A block of data
** Begin **
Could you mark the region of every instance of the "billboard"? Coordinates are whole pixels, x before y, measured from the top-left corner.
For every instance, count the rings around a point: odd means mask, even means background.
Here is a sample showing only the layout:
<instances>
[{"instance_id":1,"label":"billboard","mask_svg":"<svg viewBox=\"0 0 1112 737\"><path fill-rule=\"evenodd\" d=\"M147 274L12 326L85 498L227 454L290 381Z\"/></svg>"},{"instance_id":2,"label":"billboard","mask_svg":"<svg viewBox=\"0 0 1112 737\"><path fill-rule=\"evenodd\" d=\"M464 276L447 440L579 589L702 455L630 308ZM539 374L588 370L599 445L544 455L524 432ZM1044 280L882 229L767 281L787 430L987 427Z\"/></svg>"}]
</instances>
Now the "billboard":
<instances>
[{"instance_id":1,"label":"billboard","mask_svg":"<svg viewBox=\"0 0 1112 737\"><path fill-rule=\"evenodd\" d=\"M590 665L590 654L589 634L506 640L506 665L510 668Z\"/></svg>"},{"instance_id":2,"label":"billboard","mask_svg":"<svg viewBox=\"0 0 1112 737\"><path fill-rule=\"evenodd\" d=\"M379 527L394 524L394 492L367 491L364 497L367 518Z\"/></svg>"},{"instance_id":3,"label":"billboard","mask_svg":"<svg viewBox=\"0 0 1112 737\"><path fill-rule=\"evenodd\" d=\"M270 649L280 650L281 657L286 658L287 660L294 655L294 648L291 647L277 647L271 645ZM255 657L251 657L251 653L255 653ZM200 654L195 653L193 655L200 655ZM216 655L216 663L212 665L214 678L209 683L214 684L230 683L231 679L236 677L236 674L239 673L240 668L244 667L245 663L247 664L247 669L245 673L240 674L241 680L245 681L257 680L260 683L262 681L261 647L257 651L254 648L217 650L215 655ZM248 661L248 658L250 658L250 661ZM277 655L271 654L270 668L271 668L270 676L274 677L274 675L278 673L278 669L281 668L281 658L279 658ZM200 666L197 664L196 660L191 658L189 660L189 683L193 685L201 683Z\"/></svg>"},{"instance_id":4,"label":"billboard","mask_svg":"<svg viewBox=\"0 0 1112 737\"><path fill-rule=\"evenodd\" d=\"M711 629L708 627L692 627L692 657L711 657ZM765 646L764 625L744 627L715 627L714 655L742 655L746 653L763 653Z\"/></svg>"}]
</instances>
** End **
== Task brief ==
Which lines of the listing above contain the string "rule", with uppercase and lowercase treated as different? Filter out all other lines and copy only those.

== Solution below ==
[{"instance_id":1,"label":"billboard","mask_svg":"<svg viewBox=\"0 0 1112 737\"><path fill-rule=\"evenodd\" d=\"M147 274L12 326L85 498L227 454L290 381Z\"/></svg>"},{"instance_id":2,"label":"billboard","mask_svg":"<svg viewBox=\"0 0 1112 737\"><path fill-rule=\"evenodd\" d=\"M464 276L447 440L579 589L702 455L630 308ZM539 374L588 370L599 445L544 455L524 432ZM1044 280L882 229L767 281L787 430L987 427Z\"/></svg>"}]
[{"instance_id":1,"label":"billboard","mask_svg":"<svg viewBox=\"0 0 1112 737\"><path fill-rule=\"evenodd\" d=\"M590 665L590 654L589 634L506 640L506 665L510 668Z\"/></svg>"},{"instance_id":2,"label":"billboard","mask_svg":"<svg viewBox=\"0 0 1112 737\"><path fill-rule=\"evenodd\" d=\"M379 527L394 524L394 492L367 491L364 497L367 518Z\"/></svg>"},{"instance_id":3,"label":"billboard","mask_svg":"<svg viewBox=\"0 0 1112 737\"><path fill-rule=\"evenodd\" d=\"M270 649L280 650L281 657L286 658L287 660L294 655L294 648L291 647L277 647L271 645ZM255 657L251 657L251 653L255 653ZM200 654L195 653L193 655L200 655ZM216 655L216 663L212 665L214 678L209 683L214 684L230 683L231 679L236 677L236 674L239 673L240 668L244 667L245 663L247 664L247 669L245 673L240 674L241 680L245 681L257 680L260 683L262 681L261 647L257 651L254 648L217 650L215 655ZM248 661L248 658L250 658L250 661ZM277 655L271 654L270 668L271 668L270 676L274 677L274 675L278 673L278 669L281 668L281 658L279 658ZM200 666L197 664L196 660L191 658L189 660L189 683L193 685L201 683Z\"/></svg>"},{"instance_id":4,"label":"billboard","mask_svg":"<svg viewBox=\"0 0 1112 737\"><path fill-rule=\"evenodd\" d=\"M711 629L708 627L692 627L692 657L711 657ZM765 646L764 625L744 627L715 627L714 655L742 655L746 653L763 653Z\"/></svg>"}]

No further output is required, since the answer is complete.